Given records:
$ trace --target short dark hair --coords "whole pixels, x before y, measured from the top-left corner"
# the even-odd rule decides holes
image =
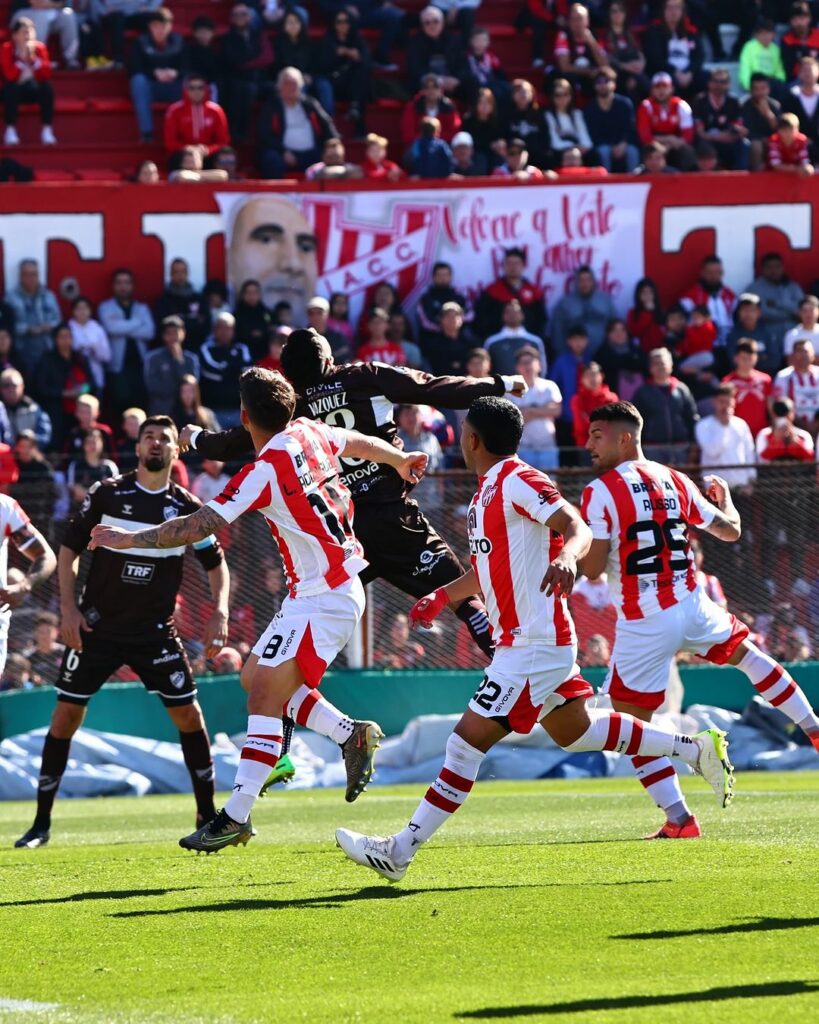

--

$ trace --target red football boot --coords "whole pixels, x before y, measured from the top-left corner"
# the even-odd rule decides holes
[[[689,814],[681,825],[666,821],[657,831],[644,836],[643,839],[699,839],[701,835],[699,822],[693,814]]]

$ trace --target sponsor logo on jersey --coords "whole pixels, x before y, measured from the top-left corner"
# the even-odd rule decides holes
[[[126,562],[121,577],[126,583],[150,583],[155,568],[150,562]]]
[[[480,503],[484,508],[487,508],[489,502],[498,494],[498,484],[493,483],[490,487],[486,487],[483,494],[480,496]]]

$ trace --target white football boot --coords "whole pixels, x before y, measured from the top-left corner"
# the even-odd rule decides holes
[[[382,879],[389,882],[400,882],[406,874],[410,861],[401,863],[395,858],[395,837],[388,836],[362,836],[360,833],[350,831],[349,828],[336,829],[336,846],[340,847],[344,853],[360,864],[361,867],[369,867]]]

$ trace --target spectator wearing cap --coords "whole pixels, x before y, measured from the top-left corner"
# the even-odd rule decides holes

...

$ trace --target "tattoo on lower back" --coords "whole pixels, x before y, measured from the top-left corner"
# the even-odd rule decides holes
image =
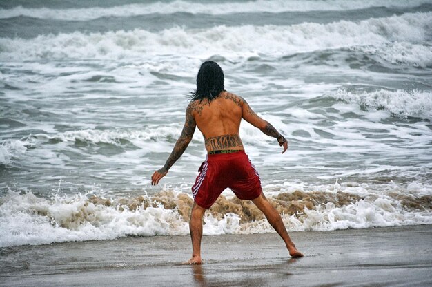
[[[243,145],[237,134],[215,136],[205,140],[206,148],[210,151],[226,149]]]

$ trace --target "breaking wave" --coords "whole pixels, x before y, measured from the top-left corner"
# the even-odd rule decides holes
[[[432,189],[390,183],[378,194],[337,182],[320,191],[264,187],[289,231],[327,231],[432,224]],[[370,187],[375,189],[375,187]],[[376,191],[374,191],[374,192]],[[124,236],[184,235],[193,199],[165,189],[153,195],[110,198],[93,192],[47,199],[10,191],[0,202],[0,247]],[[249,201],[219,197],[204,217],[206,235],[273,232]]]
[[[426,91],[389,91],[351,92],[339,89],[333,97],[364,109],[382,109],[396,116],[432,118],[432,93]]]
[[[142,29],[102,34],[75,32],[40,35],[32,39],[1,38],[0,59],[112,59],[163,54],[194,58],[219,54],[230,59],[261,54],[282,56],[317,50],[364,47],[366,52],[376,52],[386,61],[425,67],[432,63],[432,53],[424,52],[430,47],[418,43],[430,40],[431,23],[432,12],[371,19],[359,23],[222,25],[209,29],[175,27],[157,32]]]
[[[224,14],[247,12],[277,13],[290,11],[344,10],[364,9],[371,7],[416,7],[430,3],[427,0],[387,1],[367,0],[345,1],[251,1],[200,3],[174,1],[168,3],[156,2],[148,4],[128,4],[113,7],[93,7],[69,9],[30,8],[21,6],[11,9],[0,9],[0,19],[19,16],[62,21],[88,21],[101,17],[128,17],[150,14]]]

Exercise details: Copy out each line above that contains the string "corner", matching case exactly.

Output of the task:
$ trace --target short dark hair --coords "whole pixels, x before y, measured from the top-left corner"
$ trace --target red football boot --coords "whole pixels, x before y, measured from the top-left corner"
$ trace --target sponsor logo on jersey --coords "whole pixels, x before y, measured from the top-left corner"
$ trace --target white football boot --coords "whole pixels, x before y, measured from the top-left corner"
$ trace --target spectator wearing cap --coords "whole pixels, x before y, measured from the top-left corner"
$ trace --target "tattoo on lower back" --coords "whole pixels, x before y, measured from the top-left corner"
$ trace --target "breaking wave" --coords "whole pixels, x before y, measured from the top-left corner"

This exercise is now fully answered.